* DIRECTIONS:
Read through the listing below, and copy every line where the string "white" appears.

* DATA TO USE:
******

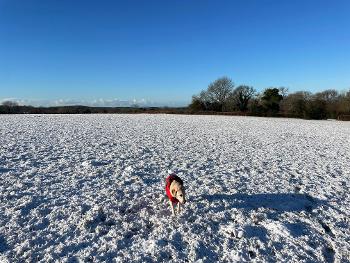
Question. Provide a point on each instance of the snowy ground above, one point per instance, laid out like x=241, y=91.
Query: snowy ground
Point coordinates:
x=90, y=188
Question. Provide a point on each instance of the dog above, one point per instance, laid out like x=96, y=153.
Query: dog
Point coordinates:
x=175, y=191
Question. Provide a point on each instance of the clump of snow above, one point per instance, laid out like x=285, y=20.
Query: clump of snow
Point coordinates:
x=90, y=188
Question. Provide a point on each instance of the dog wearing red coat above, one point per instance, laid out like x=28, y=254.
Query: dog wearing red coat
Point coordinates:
x=175, y=191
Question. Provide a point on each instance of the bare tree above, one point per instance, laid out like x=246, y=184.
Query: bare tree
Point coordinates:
x=283, y=91
x=219, y=91
x=9, y=103
x=241, y=96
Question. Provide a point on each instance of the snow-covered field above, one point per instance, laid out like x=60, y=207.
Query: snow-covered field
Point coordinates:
x=90, y=188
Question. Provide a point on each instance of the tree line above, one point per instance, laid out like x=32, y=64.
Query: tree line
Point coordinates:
x=222, y=96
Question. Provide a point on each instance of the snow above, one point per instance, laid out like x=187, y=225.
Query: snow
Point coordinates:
x=90, y=188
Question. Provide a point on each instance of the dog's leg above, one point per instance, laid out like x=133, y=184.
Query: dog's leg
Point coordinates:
x=172, y=207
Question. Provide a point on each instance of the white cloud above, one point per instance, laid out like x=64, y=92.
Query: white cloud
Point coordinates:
x=96, y=102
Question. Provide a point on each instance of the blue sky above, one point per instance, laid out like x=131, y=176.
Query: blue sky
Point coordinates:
x=163, y=52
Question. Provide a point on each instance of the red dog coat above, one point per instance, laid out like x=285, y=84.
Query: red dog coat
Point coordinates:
x=169, y=180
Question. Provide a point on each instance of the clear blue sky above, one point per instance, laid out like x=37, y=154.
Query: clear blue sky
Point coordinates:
x=165, y=51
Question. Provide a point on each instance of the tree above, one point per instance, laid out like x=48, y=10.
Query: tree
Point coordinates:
x=219, y=91
x=197, y=104
x=9, y=103
x=295, y=104
x=215, y=97
x=271, y=100
x=241, y=96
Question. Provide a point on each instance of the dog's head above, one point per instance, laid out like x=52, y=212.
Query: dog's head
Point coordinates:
x=178, y=191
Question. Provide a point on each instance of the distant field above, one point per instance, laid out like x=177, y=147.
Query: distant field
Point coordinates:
x=91, y=188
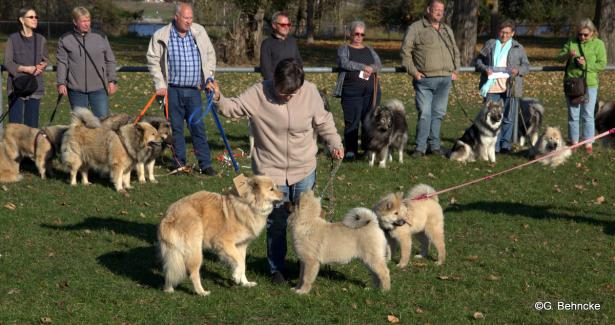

******

* OUTPUT OF THE EXERCISE:
Question. Provide a point on each instance of the white cloud above, one point per instance, laid out like x=64, y=92.
Query: white cloud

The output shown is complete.